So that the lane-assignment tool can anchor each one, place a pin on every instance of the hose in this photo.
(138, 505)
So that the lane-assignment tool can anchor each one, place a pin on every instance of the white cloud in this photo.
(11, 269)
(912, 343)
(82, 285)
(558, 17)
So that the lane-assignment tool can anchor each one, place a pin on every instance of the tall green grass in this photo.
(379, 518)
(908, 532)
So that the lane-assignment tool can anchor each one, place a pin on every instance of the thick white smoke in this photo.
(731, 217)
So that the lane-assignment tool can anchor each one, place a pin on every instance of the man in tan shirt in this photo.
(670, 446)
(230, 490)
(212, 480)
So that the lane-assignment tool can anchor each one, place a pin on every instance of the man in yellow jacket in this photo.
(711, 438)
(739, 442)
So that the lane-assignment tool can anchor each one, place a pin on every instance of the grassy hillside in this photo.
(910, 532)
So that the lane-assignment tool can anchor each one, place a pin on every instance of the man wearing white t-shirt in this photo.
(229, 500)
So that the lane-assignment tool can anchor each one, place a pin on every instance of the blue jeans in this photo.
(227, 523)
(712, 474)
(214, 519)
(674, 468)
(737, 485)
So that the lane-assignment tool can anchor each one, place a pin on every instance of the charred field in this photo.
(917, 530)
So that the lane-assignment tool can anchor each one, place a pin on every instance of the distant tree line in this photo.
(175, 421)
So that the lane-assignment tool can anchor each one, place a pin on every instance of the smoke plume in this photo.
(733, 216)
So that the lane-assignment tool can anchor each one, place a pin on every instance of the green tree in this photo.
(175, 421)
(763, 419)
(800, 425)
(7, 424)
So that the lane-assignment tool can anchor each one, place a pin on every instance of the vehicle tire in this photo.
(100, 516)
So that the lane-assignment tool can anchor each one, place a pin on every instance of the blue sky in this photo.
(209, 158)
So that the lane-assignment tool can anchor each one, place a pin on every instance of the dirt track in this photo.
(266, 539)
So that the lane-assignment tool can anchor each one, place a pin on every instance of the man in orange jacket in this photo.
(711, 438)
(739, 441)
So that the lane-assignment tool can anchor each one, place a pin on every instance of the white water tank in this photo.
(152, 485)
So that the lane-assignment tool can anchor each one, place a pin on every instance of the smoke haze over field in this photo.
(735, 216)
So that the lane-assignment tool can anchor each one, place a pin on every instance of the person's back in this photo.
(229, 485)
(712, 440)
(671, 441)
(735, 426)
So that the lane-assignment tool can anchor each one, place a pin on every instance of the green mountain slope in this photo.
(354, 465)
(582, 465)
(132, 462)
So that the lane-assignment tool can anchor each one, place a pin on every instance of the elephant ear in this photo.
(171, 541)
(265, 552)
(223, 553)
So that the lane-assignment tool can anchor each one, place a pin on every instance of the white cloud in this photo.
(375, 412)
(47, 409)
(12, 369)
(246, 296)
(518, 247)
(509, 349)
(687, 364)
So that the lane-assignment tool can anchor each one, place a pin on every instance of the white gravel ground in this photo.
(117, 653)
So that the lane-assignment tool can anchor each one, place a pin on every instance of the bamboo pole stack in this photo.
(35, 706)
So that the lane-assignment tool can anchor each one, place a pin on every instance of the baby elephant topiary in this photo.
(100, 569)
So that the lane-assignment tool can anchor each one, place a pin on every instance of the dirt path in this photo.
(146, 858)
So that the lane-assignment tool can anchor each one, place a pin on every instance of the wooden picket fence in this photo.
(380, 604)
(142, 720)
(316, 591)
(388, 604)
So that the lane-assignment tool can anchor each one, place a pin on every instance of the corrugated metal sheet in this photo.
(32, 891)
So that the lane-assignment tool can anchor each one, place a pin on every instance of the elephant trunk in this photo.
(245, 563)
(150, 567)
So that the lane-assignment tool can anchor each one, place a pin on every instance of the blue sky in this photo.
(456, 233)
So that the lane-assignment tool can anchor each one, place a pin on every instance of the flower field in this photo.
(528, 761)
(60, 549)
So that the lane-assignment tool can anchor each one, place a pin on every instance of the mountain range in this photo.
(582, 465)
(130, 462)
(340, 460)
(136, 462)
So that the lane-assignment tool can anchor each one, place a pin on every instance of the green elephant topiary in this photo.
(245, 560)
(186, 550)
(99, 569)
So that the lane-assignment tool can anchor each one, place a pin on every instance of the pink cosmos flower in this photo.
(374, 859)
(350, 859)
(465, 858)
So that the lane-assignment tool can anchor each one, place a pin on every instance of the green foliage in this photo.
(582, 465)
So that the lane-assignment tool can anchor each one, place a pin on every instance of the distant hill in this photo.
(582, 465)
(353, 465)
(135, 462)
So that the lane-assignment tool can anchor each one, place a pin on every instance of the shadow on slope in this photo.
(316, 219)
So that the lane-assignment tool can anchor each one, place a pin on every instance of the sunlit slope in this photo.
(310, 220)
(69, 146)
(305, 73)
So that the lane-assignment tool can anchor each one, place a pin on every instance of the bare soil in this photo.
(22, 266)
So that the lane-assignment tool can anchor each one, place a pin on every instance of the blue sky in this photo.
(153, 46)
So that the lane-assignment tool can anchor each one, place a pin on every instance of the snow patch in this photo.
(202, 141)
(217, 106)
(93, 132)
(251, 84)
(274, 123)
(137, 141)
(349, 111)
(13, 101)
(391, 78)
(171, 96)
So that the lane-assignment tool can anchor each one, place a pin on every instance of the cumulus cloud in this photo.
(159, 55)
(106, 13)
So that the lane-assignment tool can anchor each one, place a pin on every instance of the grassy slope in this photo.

GOAL
Take the entries above and transcribe them in full.

ANSWER TO THIS TASK
So that the lane-assignment tool can anchor each one, place a pin on every instance of the hose in this photo.
(138, 505)
So that the lane-assignment tool can anchor each one, place a pin on every instance of the white cloud in this photo.
(11, 269)
(912, 343)
(82, 285)
(558, 17)
So that the lane-assignment tool can anchor each one, place a pin on every instance of the tall green grass in this photo.
(379, 518)
(908, 532)
So that the lane-assignment tool can anchor each one, place a pin on every instance of the thick white smoke in this photo.
(731, 217)
So that the lane-assignment tool can anchor each one, place a pin on every instance of the man in tan shirt in this photo.
(670, 446)
(230, 490)
(212, 480)
So that the lane-assignment tool can anchor each one, place a pin on every instance of the man in yellow jacket in this photo.
(711, 438)
(739, 442)
So that the lane-assignment tool can anchor each one, place a pin on every instance of the grassy hillside in this photo.
(910, 532)
So that the lane-assignment tool can anchor each one, place a pin on every instance of the man wearing white t-shirt in this photo.
(229, 500)
So that the lane-assignment tool can anchor each one, place a pin on every instance of the blue jeans in this photo.
(227, 523)
(712, 474)
(214, 519)
(674, 468)
(737, 485)
So that the lane-assignment tool can anchor each one, place a pin on every instance of the charred field in this photo.
(917, 530)
So that the lane-assignment tool can anchor each one, place a pin on every instance of the distant tree line in this photo.
(175, 421)
So that the lane-assignment tool can anchor each one, place a pin on every instance of the smoke plume in this photo.
(733, 216)
So that the lane-assignment tool can anchor each one, place a pin on every instance of the green tree in this photo.
(175, 421)
(763, 419)
(800, 425)
(7, 424)
So that the lane-assignment tool can anchor each one, place a pin on every instance of the vehicle tire in this photo.
(100, 516)
So that the lane-assignment tool can anchor each one, place a pin on every instance of the blue sky in this photo.
(209, 158)
So that the lane-assignment tool can anchor each one, place a pin on every instance of the dirt track in this photo.
(266, 539)
So that the lane-assignment tool can anchor each one, place a pin on every instance of the man in orange jacket in this photo.
(711, 438)
(739, 441)
So that the lane-assignment tool can anchor each one, place a pin on every instance of the white water tank in this photo.
(152, 485)
So that the lane-assignment tool can anchor each one, place a pin on every instance of the smoke haze over field in this photo.
(735, 216)
So that the lane-assignment tool can anchor each one, place a pin on every instance of the person's back in this photo.
(229, 485)
(712, 440)
(671, 441)
(735, 426)
So that the lane-assignment tool can anchor each one, place a pin on every instance of the green mountain slope in this photo.
(354, 465)
(582, 465)
(132, 462)
So that the lane-assignment tool can anchor each one, place a pin on every instance of the elephant ear in this photo.
(171, 541)
(265, 552)
(223, 553)
So that the lane-assignment tool can anchor each one, place a pin on every instance of the white cloud in this photo.
(375, 412)
(47, 409)
(12, 369)
(246, 296)
(518, 247)
(509, 349)
(687, 364)
So that the lane-assignment tool can anchor each one, place a pin on every instance of the white gravel ground in this photo.
(117, 653)
So that the lane-assignment tool can anchor each one, place a pin on every instance of the bamboo pole stack in this photo.
(35, 706)
So that the lane-assignment tool can anchor each one, place a pin on every instance of the baby elephant topiary in this photo.
(100, 569)
So that the lane-assignment tool can anchor each one, place a pin on every instance of the dirt path in this photo.
(146, 858)
So that the lane-assignment tool can anchor each one, place a pin on every instance of the wooden picket fence in this photo.
(380, 604)
(142, 720)
(316, 591)
(388, 604)
So that the lane-assignment tool can anchor each one, place a pin on every instance of the corrugated metal sheet in this photo.
(32, 891)
So that the lane-assignment tool can anchor each one, place a pin on every instance of the elephant trunk in this photo.
(245, 563)
(150, 567)
So that the lane-assignment tool can anchor each one, place a pin on every instance of the blue sky in this photo.
(456, 233)
So that the lane-assignment tool can anchor each one, place a pin on every instance of the flower field in this photo.
(528, 761)
(60, 549)
So that the lane-assignment tool can anchor each one, place a pin on every instance of the mountain range in this photo.
(582, 465)
(130, 462)
(340, 460)
(136, 462)
So that the lane-assignment tool can anchor each one, place a pin on every instance of the green elephant topiary in this photo.
(245, 560)
(186, 550)
(99, 569)
So that the lane-assignment tool can anchor each one, place a pin on every instance of the pink cosmos flower in this photo.
(374, 859)
(350, 859)
(465, 858)
So that the lane-assignment tool can anchor each one, place a pin on every instance of the green foliage in this photo.
(582, 465)
So that the lane-assignment tool can anchor each one, place a pin on every instance of the distant hill in this photo.
(582, 465)
(353, 465)
(135, 462)
So that the lane-assignment tool can anchor each one, place a pin on every instance of the shadow on slope in this photo.
(316, 219)
So that the lane-assignment tool can anchor each one, place a pin on every instance of the sunlit slope in this photo.
(310, 220)
(69, 146)
(305, 73)
So that the lane-assignment tool can anchor each one, place a pin on every instance of the bare soil in this photo.
(22, 266)
So that the lane-assignment tool can anchor each one, place a pin on every instance of the blue sky in this photo.
(153, 46)
So that the lane-assignment tool can anchor each one, place a pin on every instance of the snow patch in this photo.
(202, 141)
(217, 106)
(93, 132)
(251, 84)
(274, 123)
(137, 141)
(349, 111)
(13, 101)
(391, 78)
(171, 96)
So that the lane-assignment tool can anchor each one, place a pin on every instance of the cumulus cloud in this photo.
(159, 55)
(106, 13)
So that the lane-assignment tool can anchor each one, place a pin on every instance of the grassy slope in this photo.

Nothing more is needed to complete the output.